◆ Given task
Reproduce every one of the following records word for word, keeping each line and its order unchanged.

◆ Supplied records
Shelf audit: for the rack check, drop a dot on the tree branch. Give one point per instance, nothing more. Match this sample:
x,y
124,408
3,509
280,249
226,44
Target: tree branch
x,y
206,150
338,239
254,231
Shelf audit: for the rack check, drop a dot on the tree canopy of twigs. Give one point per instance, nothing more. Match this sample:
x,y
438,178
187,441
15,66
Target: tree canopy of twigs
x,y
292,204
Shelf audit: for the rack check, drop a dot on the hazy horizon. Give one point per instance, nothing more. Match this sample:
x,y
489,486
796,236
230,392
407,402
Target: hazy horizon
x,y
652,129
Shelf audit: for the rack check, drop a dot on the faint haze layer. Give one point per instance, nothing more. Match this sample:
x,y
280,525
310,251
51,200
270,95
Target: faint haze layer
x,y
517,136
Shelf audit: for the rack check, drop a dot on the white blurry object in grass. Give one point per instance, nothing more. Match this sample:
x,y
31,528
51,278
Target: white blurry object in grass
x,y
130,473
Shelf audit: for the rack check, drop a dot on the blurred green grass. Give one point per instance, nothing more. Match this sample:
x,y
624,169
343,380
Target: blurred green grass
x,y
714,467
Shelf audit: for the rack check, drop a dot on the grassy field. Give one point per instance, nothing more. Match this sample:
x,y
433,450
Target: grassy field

◆ Output for this exercise
Shelf audit: for the rack check, drop a dot on the tree branch. Give one point per instance, nothing more. Match this sample:
x,y
124,408
3,509
280,249
226,44
Target: tree branch
x,y
206,150
338,239
254,231
Shelf audit: for the rack check, drop a dot on the tree canopy of twigs. Give one point per instance, nothing more. Match this sample:
x,y
438,178
187,441
15,66
Target: tree canopy of twigs
x,y
292,204
Shelf audit: for the rack check, drop a dot on the hazy horizon. Give one point per instance, nothing more. Match this sample:
x,y
489,486
796,236
230,392
407,402
Target: hazy horizon
x,y
652,129
Shelf audit: for the rack check, drop a dot on the faint haze layer. Give one point per instance, nothing more. Match this sample:
x,y
280,525
310,251
51,200
270,95
Target: faint haze layer
x,y
517,136
Shelf audit: for the rack check, drop a dot on the white blurry object in grass. Give one point per instance, nothing more. Match this sample:
x,y
31,528
51,278
Target: white blurry object in grass
x,y
130,473
Shelf audit: for the rack check, drop a dot on the blurred green grass. Give one point per instance, nothing more. Match this sample:
x,y
624,169
343,380
Target: blurred green grass
x,y
714,467
Shelf audit: for the rack check, drop a dot on the grassy field. Give one point per instance, nothing more. Match this sample:
x,y
433,450
Target: grassy field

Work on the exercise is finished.